TASK TO COMPLETE
Write out only the tail of the records, beginning at the line containing "jersey shown in the photo above." and including the last line, exactly as written.

Recorded data
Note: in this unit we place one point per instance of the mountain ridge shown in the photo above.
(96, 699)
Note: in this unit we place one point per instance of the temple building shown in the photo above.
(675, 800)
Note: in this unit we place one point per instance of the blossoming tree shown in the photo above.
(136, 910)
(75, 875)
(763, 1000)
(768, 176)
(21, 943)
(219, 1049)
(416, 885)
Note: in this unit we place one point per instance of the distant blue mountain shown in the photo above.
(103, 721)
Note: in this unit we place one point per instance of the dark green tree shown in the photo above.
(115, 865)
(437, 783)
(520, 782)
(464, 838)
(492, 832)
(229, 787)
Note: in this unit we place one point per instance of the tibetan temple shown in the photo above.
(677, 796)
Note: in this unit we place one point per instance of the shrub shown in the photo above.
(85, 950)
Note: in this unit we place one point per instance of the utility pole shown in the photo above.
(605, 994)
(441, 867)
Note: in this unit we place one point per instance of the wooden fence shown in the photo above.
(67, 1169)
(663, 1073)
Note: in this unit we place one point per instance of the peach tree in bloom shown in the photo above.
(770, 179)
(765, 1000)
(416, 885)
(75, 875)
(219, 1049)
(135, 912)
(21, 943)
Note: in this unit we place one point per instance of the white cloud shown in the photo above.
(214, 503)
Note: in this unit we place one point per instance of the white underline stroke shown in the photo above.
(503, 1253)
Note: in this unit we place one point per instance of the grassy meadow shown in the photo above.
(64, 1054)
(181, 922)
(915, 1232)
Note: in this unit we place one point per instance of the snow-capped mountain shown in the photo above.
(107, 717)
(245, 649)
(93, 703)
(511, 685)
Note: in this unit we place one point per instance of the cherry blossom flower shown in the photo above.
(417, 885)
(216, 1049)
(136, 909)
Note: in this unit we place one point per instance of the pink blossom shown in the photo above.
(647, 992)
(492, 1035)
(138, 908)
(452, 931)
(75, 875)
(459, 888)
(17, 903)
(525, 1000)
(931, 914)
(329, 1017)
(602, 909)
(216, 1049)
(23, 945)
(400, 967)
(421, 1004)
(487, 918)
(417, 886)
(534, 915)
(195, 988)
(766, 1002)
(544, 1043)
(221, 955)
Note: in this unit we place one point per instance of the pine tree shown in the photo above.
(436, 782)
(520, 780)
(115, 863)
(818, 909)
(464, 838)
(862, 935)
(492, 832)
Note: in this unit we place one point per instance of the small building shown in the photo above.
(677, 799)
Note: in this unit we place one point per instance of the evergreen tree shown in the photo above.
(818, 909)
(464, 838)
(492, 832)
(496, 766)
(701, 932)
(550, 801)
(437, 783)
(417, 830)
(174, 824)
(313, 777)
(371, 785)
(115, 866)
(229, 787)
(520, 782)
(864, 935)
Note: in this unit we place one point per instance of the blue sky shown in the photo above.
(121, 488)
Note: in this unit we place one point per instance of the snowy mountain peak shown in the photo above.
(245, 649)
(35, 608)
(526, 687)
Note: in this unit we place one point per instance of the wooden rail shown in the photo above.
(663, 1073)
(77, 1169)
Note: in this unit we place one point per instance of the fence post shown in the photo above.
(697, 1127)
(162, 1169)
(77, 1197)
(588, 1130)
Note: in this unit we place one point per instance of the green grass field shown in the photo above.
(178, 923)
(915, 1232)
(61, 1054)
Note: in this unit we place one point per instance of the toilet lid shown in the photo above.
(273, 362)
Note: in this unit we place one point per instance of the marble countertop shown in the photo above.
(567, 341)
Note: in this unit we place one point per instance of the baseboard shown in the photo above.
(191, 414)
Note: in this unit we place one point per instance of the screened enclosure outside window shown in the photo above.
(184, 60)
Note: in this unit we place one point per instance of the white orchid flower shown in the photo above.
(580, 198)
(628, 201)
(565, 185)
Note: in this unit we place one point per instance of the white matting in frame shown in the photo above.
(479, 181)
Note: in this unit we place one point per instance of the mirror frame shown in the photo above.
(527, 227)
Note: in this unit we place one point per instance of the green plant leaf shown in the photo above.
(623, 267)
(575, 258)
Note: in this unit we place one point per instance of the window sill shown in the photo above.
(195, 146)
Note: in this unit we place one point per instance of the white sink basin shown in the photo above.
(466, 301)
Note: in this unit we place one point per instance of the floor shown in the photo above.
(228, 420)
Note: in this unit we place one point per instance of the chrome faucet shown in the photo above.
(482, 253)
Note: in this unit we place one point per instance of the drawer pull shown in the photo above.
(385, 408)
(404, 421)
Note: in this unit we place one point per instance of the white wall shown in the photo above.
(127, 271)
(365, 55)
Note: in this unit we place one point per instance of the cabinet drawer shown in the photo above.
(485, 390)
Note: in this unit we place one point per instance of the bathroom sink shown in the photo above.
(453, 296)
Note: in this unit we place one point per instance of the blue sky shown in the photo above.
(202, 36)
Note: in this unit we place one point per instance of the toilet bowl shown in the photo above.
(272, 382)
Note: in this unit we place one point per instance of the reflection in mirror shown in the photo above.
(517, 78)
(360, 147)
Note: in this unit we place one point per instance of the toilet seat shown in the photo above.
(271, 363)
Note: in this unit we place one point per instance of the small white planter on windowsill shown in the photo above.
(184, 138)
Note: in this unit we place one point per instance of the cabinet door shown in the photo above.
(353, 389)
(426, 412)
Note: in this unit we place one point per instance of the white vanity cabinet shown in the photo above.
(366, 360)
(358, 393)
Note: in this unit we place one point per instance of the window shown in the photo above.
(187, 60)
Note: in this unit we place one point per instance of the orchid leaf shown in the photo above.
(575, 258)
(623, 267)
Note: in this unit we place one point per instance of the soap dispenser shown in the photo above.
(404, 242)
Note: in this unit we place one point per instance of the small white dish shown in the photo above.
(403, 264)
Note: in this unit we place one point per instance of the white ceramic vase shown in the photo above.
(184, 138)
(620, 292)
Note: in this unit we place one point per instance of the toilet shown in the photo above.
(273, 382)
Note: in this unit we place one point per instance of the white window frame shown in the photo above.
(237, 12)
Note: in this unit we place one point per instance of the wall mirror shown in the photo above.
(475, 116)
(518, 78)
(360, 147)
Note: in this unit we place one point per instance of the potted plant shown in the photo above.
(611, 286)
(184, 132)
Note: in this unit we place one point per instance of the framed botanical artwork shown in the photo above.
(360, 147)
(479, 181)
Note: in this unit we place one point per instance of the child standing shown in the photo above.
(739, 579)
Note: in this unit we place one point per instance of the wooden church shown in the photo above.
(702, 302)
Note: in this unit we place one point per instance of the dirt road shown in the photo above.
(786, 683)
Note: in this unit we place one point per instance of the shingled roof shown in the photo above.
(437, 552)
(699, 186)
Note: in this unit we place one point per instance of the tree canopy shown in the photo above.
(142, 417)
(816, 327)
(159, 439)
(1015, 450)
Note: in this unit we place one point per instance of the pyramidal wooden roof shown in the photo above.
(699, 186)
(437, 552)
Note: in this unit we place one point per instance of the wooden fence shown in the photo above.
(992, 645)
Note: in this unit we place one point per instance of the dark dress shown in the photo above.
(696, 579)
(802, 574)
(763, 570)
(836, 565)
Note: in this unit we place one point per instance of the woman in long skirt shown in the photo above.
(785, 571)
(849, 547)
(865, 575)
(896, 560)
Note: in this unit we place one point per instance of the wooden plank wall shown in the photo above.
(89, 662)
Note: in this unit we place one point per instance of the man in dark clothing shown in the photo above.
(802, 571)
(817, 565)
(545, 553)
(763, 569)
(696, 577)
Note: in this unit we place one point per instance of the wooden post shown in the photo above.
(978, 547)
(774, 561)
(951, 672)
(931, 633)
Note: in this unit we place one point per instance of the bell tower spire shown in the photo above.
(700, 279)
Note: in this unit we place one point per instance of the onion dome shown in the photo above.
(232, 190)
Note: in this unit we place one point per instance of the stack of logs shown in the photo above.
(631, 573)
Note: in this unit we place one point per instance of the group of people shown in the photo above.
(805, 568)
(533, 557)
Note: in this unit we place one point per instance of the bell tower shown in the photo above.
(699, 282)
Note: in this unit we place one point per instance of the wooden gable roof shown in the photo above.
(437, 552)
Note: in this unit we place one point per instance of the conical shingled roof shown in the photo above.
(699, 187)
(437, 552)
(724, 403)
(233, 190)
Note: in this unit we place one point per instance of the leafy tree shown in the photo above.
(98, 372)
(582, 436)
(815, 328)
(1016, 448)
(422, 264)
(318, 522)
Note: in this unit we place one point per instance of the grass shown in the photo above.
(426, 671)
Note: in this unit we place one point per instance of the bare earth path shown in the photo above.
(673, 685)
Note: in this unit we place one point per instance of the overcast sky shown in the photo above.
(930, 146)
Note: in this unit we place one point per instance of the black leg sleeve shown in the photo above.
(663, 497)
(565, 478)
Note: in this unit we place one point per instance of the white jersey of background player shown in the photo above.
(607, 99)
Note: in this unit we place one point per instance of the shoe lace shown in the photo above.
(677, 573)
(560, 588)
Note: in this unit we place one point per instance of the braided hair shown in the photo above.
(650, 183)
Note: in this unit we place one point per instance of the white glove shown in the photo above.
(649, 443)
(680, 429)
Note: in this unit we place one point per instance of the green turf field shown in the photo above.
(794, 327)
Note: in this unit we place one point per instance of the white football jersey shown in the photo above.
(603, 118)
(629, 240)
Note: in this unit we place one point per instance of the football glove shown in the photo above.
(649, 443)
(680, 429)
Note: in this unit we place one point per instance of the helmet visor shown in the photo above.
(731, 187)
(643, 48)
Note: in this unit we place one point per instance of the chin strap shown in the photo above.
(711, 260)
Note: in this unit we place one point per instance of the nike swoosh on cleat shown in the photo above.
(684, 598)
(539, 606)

WRITTEN RESPONSE
Note: in this unit we place one point per instance of the white football jersey shown in the photo above.
(603, 118)
(629, 240)
Note: in this unit we place one point per instance of the football glove shown in the photo above.
(649, 443)
(680, 429)
Note: in this unit we place one point per instance of the helmet visor shown in the photo above.
(731, 187)
(643, 48)
Note: in this unit we place one point per instance of the chin strap shown in the photo above.
(711, 260)
Note: in this unit we place one point per instance of the nike swoosh on cleat shown in the photo above.
(684, 598)
(539, 606)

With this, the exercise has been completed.